BEGIN ENTRIES SUPPLIED
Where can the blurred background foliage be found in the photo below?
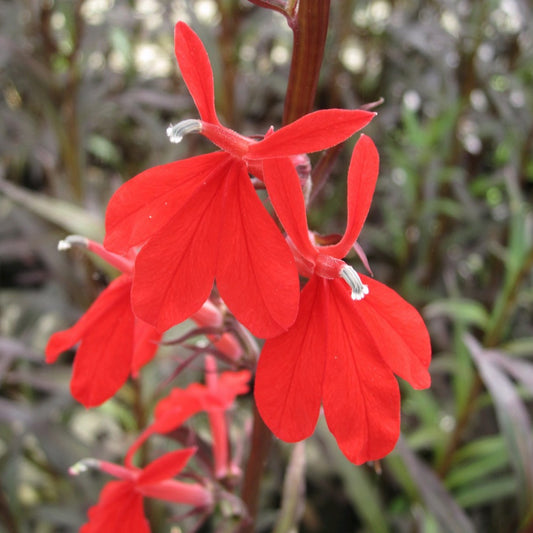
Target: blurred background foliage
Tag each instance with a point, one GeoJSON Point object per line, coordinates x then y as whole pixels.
{"type": "Point", "coordinates": [88, 88]}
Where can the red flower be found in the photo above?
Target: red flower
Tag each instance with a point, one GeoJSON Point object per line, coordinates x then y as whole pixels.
{"type": "Point", "coordinates": [200, 219]}
{"type": "Point", "coordinates": [120, 508]}
{"type": "Point", "coordinates": [114, 344]}
{"type": "Point", "coordinates": [344, 348]}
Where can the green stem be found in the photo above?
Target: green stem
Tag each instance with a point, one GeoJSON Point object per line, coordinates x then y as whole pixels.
{"type": "Point", "coordinates": [261, 442]}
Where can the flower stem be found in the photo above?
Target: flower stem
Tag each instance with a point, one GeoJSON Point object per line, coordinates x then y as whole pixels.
{"type": "Point", "coordinates": [310, 32]}
{"type": "Point", "coordinates": [261, 442]}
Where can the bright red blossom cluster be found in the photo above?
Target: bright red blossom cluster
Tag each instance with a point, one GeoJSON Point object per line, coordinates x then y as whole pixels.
{"type": "Point", "coordinates": [176, 229]}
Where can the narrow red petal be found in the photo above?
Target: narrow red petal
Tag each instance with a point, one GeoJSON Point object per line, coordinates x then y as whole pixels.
{"type": "Point", "coordinates": [361, 396]}
{"type": "Point", "coordinates": [146, 203]}
{"type": "Point", "coordinates": [171, 412]}
{"type": "Point", "coordinates": [165, 467]}
{"type": "Point", "coordinates": [397, 330]}
{"type": "Point", "coordinates": [120, 510]}
{"type": "Point", "coordinates": [285, 192]}
{"type": "Point", "coordinates": [362, 177]}
{"type": "Point", "coordinates": [311, 133]}
{"type": "Point", "coordinates": [288, 384]}
{"type": "Point", "coordinates": [103, 360]}
{"type": "Point", "coordinates": [256, 274]}
{"type": "Point", "coordinates": [175, 270]}
{"type": "Point", "coordinates": [196, 71]}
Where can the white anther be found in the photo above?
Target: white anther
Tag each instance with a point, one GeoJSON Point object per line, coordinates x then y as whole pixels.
{"type": "Point", "coordinates": [351, 277]}
{"type": "Point", "coordinates": [83, 466]}
{"type": "Point", "coordinates": [176, 132]}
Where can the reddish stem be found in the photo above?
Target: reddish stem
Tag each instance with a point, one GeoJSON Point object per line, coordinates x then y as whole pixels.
{"type": "Point", "coordinates": [310, 32]}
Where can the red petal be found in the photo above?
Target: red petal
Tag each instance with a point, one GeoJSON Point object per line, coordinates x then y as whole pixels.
{"type": "Point", "coordinates": [120, 510]}
{"type": "Point", "coordinates": [171, 412]}
{"type": "Point", "coordinates": [196, 71]}
{"type": "Point", "coordinates": [103, 360]}
{"type": "Point", "coordinates": [311, 133]}
{"type": "Point", "coordinates": [165, 467]}
{"type": "Point", "coordinates": [146, 342]}
{"type": "Point", "coordinates": [361, 396]}
{"type": "Point", "coordinates": [386, 315]}
{"type": "Point", "coordinates": [285, 192]}
{"type": "Point", "coordinates": [175, 270]}
{"type": "Point", "coordinates": [288, 383]}
{"type": "Point", "coordinates": [362, 177]}
{"type": "Point", "coordinates": [256, 274]}
{"type": "Point", "coordinates": [146, 203]}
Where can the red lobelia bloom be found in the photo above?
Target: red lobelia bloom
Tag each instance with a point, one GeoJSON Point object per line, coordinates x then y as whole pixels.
{"type": "Point", "coordinates": [215, 398]}
{"type": "Point", "coordinates": [113, 342]}
{"type": "Point", "coordinates": [348, 340]}
{"type": "Point", "coordinates": [200, 219]}
{"type": "Point", "coordinates": [120, 508]}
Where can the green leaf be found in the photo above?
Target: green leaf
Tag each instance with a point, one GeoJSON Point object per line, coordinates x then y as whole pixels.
{"type": "Point", "coordinates": [487, 492]}
{"type": "Point", "coordinates": [358, 483]}
{"type": "Point", "coordinates": [513, 419]}
{"type": "Point", "coordinates": [463, 310]}
{"type": "Point", "coordinates": [70, 217]}
{"type": "Point", "coordinates": [433, 493]}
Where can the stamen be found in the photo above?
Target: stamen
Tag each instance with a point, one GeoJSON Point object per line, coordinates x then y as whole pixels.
{"type": "Point", "coordinates": [351, 277]}
{"type": "Point", "coordinates": [176, 132]}
{"type": "Point", "coordinates": [72, 240]}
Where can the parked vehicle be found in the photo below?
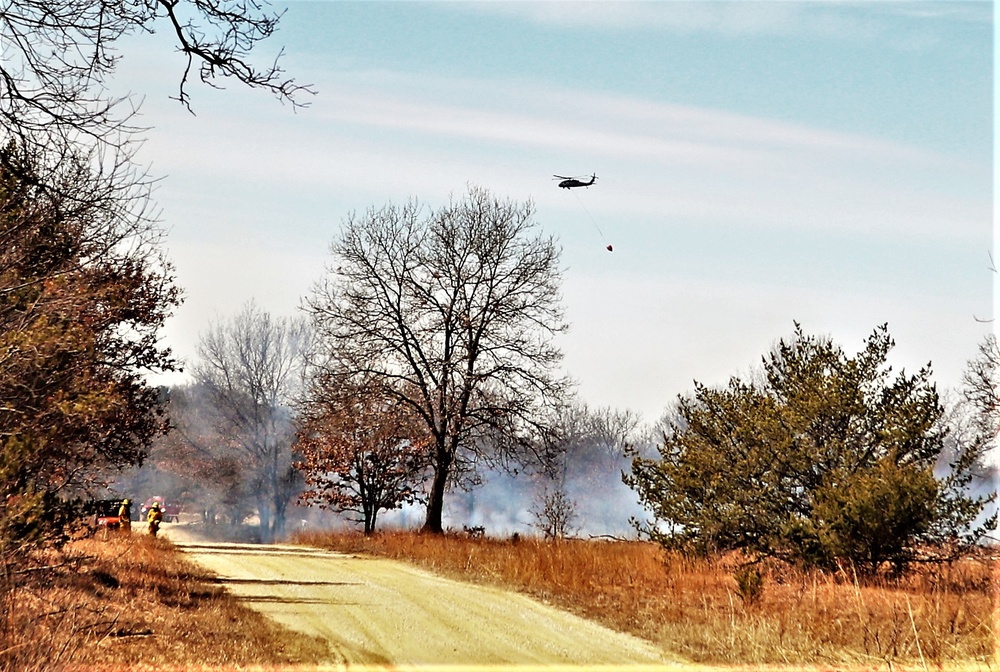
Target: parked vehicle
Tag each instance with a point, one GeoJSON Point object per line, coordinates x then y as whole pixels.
{"type": "Point", "coordinates": [106, 513]}
{"type": "Point", "coordinates": [171, 509]}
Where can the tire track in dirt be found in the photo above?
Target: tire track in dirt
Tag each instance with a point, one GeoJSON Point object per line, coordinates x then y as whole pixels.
{"type": "Point", "coordinates": [374, 611]}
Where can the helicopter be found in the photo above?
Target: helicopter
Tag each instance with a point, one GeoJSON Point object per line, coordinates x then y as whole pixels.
{"type": "Point", "coordinates": [571, 182]}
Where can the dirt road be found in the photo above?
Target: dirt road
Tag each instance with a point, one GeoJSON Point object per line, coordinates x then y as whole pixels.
{"type": "Point", "coordinates": [380, 612]}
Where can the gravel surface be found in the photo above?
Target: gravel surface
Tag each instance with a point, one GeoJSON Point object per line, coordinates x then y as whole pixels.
{"type": "Point", "coordinates": [375, 611]}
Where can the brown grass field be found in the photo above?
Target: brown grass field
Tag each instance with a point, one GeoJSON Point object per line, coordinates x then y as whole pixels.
{"type": "Point", "coordinates": [128, 602]}
{"type": "Point", "coordinates": [120, 601]}
{"type": "Point", "coordinates": [937, 617]}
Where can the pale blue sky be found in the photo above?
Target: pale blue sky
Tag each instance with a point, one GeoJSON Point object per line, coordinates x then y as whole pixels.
{"type": "Point", "coordinates": [758, 163]}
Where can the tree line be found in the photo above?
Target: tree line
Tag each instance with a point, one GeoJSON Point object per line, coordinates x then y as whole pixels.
{"type": "Point", "coordinates": [425, 357]}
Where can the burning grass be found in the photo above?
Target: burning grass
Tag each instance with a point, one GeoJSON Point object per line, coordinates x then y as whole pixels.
{"type": "Point", "coordinates": [938, 615]}
{"type": "Point", "coordinates": [120, 601]}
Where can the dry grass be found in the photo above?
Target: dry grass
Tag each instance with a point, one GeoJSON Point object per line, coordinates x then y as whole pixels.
{"type": "Point", "coordinates": [934, 617]}
{"type": "Point", "coordinates": [131, 602]}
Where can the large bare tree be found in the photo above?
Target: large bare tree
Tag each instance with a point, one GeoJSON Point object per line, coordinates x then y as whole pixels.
{"type": "Point", "coordinates": [251, 367]}
{"type": "Point", "coordinates": [453, 312]}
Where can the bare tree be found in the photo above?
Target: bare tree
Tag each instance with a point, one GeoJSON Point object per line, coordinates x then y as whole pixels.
{"type": "Point", "coordinates": [362, 451]}
{"type": "Point", "coordinates": [452, 312]}
{"type": "Point", "coordinates": [59, 54]}
{"type": "Point", "coordinates": [252, 368]}
{"type": "Point", "coordinates": [982, 384]}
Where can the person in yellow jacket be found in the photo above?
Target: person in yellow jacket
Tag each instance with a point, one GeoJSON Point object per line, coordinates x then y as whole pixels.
{"type": "Point", "coordinates": [154, 518]}
{"type": "Point", "coordinates": [125, 515]}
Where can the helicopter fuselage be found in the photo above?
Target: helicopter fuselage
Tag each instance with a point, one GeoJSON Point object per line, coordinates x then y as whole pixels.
{"type": "Point", "coordinates": [573, 182]}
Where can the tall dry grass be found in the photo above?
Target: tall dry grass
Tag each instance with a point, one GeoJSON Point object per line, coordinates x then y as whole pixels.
{"type": "Point", "coordinates": [935, 616]}
{"type": "Point", "coordinates": [127, 601]}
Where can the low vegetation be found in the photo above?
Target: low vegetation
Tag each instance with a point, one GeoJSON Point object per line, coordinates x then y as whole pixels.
{"type": "Point", "coordinates": [120, 601]}
{"type": "Point", "coordinates": [710, 611]}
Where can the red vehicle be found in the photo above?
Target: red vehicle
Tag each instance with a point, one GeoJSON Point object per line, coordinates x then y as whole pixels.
{"type": "Point", "coordinates": [106, 513]}
{"type": "Point", "coordinates": [171, 509]}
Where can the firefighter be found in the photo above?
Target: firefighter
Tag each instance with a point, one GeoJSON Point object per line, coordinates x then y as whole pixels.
{"type": "Point", "coordinates": [125, 515]}
{"type": "Point", "coordinates": [155, 517]}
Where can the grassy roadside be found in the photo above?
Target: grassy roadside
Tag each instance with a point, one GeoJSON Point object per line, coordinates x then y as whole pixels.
{"type": "Point", "coordinates": [127, 601]}
{"type": "Point", "coordinates": [935, 618]}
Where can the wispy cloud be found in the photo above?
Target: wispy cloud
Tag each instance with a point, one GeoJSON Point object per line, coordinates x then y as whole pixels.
{"type": "Point", "coordinates": [396, 136]}
{"type": "Point", "coordinates": [767, 17]}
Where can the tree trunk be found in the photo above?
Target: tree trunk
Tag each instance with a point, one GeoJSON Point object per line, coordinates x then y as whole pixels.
{"type": "Point", "coordinates": [435, 502]}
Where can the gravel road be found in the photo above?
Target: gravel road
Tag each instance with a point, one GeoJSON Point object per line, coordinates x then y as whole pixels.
{"type": "Point", "coordinates": [374, 611]}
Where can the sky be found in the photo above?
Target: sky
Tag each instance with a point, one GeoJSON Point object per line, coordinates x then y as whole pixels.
{"type": "Point", "coordinates": [758, 164]}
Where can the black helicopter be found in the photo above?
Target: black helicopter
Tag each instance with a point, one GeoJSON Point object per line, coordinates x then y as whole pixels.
{"type": "Point", "coordinates": [571, 182]}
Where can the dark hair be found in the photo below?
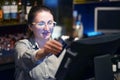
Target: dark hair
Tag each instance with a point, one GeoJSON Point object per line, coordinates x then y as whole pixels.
{"type": "Point", "coordinates": [36, 9]}
{"type": "Point", "coordinates": [32, 15]}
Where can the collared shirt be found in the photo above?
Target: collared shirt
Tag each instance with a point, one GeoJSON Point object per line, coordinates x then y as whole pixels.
{"type": "Point", "coordinates": [27, 68]}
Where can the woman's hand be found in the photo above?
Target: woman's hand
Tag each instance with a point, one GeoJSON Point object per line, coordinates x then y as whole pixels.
{"type": "Point", "coordinates": [51, 46]}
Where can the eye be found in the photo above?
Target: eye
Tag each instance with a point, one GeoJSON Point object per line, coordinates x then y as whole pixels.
{"type": "Point", "coordinates": [50, 23]}
{"type": "Point", "coordinates": [41, 23]}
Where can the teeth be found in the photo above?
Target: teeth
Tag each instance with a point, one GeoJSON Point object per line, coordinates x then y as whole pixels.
{"type": "Point", "coordinates": [45, 32]}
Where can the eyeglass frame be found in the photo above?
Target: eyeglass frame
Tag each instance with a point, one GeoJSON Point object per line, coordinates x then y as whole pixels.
{"type": "Point", "coordinates": [43, 24]}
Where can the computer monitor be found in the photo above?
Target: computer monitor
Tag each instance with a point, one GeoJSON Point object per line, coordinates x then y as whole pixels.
{"type": "Point", "coordinates": [78, 62]}
{"type": "Point", "coordinates": [107, 19]}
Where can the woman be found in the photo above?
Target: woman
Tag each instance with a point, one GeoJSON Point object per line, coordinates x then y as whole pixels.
{"type": "Point", "coordinates": [35, 57]}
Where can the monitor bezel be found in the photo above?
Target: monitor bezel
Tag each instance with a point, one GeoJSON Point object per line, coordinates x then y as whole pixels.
{"type": "Point", "coordinates": [96, 19]}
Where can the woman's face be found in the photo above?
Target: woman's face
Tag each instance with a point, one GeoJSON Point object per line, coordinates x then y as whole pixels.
{"type": "Point", "coordinates": [43, 25]}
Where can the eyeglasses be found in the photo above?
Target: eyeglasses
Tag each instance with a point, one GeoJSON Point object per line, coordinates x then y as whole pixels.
{"type": "Point", "coordinates": [43, 24]}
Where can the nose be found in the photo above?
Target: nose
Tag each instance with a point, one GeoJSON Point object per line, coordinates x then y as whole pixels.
{"type": "Point", "coordinates": [46, 27]}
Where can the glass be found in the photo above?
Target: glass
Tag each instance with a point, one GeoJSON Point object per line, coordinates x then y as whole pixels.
{"type": "Point", "coordinates": [43, 24]}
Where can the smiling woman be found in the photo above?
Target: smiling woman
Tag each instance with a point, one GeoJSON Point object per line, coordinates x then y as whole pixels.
{"type": "Point", "coordinates": [36, 56]}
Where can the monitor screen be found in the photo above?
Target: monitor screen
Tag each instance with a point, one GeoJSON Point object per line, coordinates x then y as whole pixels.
{"type": "Point", "coordinates": [107, 19]}
{"type": "Point", "coordinates": [78, 62]}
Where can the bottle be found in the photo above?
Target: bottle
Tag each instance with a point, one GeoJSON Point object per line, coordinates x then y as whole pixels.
{"type": "Point", "coordinates": [6, 12]}
{"type": "Point", "coordinates": [1, 13]}
{"type": "Point", "coordinates": [28, 7]}
{"type": "Point", "coordinates": [19, 9]}
{"type": "Point", "coordinates": [13, 11]}
{"type": "Point", "coordinates": [79, 27]}
{"type": "Point", "coordinates": [22, 15]}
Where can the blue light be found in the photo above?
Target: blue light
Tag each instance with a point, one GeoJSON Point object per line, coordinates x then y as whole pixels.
{"type": "Point", "coordinates": [90, 34]}
{"type": "Point", "coordinates": [51, 3]}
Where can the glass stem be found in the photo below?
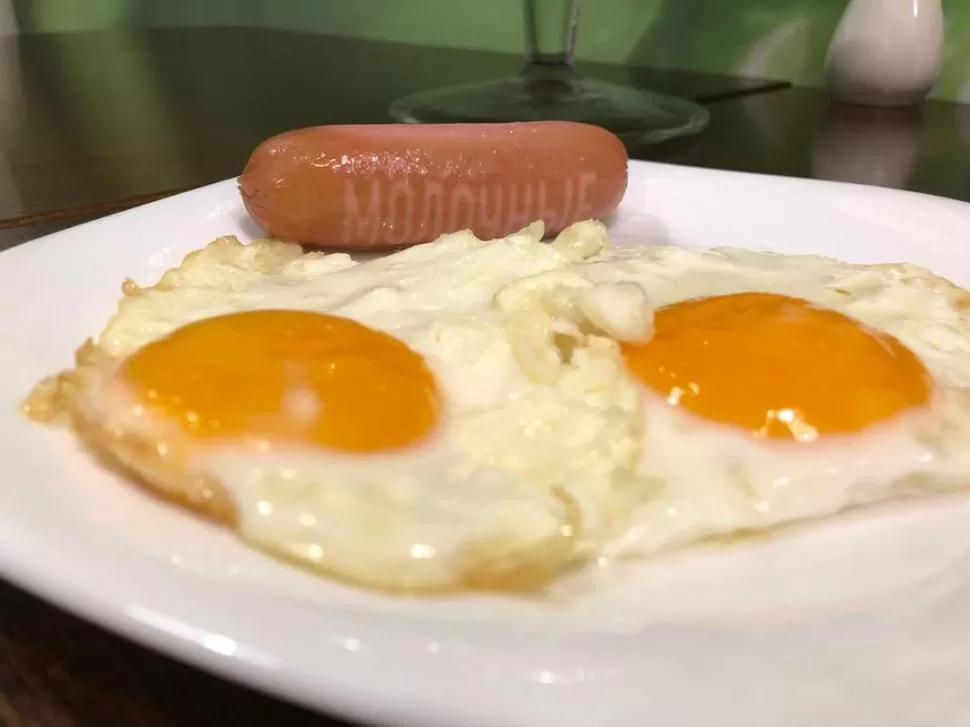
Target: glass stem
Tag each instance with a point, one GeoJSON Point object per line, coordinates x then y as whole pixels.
{"type": "Point", "coordinates": [550, 38]}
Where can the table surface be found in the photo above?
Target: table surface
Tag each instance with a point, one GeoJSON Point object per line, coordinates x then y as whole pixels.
{"type": "Point", "coordinates": [92, 123]}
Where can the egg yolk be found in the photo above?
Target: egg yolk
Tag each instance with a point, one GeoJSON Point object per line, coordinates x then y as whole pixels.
{"type": "Point", "coordinates": [777, 366]}
{"type": "Point", "coordinates": [280, 376]}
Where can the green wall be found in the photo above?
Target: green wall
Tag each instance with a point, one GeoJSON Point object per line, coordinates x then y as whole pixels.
{"type": "Point", "coordinates": [764, 38]}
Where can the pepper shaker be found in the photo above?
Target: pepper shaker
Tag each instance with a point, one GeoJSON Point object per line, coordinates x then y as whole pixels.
{"type": "Point", "coordinates": [886, 52]}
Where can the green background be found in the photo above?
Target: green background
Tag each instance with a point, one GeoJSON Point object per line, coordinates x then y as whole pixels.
{"type": "Point", "coordinates": [760, 38]}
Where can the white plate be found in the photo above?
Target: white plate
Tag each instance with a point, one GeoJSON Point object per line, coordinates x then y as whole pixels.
{"type": "Point", "coordinates": [865, 621]}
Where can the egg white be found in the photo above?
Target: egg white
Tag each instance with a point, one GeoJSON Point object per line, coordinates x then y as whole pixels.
{"type": "Point", "coordinates": [710, 480]}
{"type": "Point", "coordinates": [527, 469]}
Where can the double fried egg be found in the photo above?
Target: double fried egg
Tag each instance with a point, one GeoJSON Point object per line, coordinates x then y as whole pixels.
{"type": "Point", "coordinates": [490, 414]}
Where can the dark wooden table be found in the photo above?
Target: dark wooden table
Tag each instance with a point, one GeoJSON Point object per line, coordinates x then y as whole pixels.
{"type": "Point", "coordinates": [96, 122]}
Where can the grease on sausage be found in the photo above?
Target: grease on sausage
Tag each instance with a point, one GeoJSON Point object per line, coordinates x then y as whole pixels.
{"type": "Point", "coordinates": [382, 186]}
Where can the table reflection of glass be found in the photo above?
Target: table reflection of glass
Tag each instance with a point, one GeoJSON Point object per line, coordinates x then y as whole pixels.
{"type": "Point", "coordinates": [548, 87]}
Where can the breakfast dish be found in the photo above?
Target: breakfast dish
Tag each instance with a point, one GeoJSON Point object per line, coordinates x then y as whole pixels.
{"type": "Point", "coordinates": [859, 618]}
{"type": "Point", "coordinates": [471, 414]}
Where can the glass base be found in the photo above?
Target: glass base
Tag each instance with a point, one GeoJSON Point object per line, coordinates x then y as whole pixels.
{"type": "Point", "coordinates": [636, 116]}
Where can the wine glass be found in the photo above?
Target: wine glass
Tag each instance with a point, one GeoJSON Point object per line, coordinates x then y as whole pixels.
{"type": "Point", "coordinates": [548, 87]}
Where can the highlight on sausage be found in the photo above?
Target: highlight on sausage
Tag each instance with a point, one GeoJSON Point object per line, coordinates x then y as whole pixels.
{"type": "Point", "coordinates": [383, 186]}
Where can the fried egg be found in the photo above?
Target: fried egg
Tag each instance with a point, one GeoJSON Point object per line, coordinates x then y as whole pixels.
{"type": "Point", "coordinates": [778, 389]}
{"type": "Point", "coordinates": [378, 421]}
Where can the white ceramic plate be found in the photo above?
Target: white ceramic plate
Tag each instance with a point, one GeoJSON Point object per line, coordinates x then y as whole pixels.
{"type": "Point", "coordinates": [865, 621]}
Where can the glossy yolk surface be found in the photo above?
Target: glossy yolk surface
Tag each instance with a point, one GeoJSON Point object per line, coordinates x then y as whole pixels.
{"type": "Point", "coordinates": [777, 366]}
{"type": "Point", "coordinates": [280, 376]}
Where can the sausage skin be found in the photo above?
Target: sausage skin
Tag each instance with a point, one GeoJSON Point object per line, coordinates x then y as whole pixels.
{"type": "Point", "coordinates": [385, 186]}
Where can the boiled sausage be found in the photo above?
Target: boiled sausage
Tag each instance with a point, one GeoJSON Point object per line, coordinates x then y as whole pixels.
{"type": "Point", "coordinates": [381, 186]}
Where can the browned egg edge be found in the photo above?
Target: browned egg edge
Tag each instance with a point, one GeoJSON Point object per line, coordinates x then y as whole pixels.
{"type": "Point", "coordinates": [55, 401]}
{"type": "Point", "coordinates": [488, 566]}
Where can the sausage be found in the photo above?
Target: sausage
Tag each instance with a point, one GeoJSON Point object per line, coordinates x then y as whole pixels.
{"type": "Point", "coordinates": [385, 186]}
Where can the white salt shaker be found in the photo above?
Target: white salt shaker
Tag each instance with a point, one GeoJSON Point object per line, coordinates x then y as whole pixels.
{"type": "Point", "coordinates": [886, 52]}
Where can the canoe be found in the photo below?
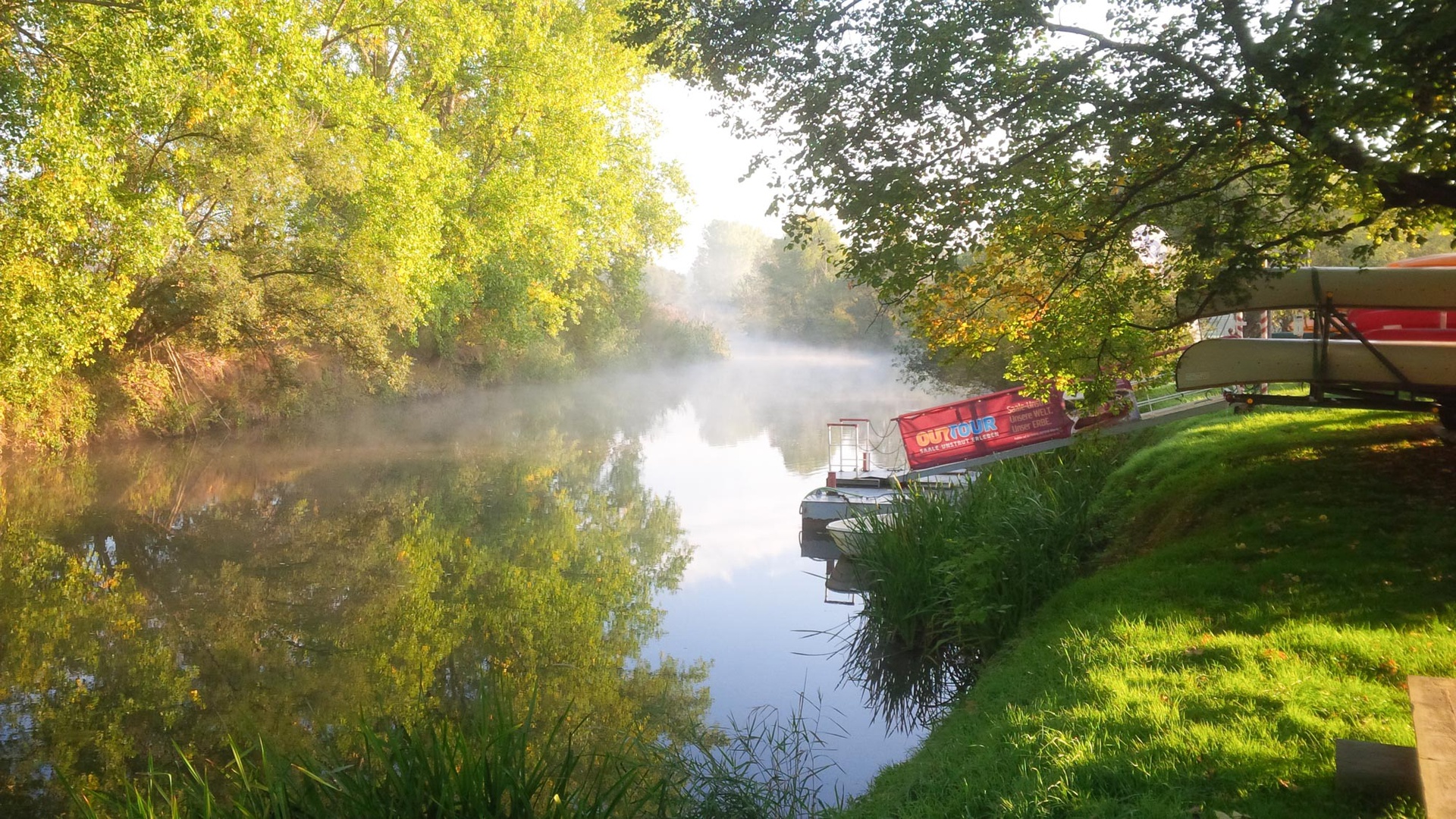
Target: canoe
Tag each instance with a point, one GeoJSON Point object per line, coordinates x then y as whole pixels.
{"type": "Point", "coordinates": [1222, 362]}
{"type": "Point", "coordinates": [1411, 284]}
{"type": "Point", "coordinates": [835, 503]}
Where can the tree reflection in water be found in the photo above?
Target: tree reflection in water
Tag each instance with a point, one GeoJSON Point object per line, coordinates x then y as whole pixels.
{"type": "Point", "coordinates": [181, 595]}
{"type": "Point", "coordinates": [906, 686]}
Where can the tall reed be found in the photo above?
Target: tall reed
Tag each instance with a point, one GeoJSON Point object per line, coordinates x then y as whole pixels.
{"type": "Point", "coordinates": [498, 764]}
{"type": "Point", "coordinates": [495, 763]}
{"type": "Point", "coordinates": [954, 576]}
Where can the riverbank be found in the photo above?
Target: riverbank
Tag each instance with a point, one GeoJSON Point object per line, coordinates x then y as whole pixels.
{"type": "Point", "coordinates": [1267, 585]}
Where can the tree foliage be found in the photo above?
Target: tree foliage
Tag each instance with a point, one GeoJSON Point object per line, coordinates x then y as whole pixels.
{"type": "Point", "coordinates": [1018, 177]}
{"type": "Point", "coordinates": [730, 253]}
{"type": "Point", "coordinates": [794, 293]}
{"type": "Point", "coordinates": [188, 187]}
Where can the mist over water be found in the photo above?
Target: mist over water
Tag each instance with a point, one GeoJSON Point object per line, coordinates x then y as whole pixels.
{"type": "Point", "coordinates": [281, 582]}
END ENTRIES SUPPLIED
## WHAT YOU HAVE TO DO
Filter the lines above, keeping and copying those that contain "reed".

## YOUR RESPONSE
Where can the tall reed be found in the photo above?
Target: tall reed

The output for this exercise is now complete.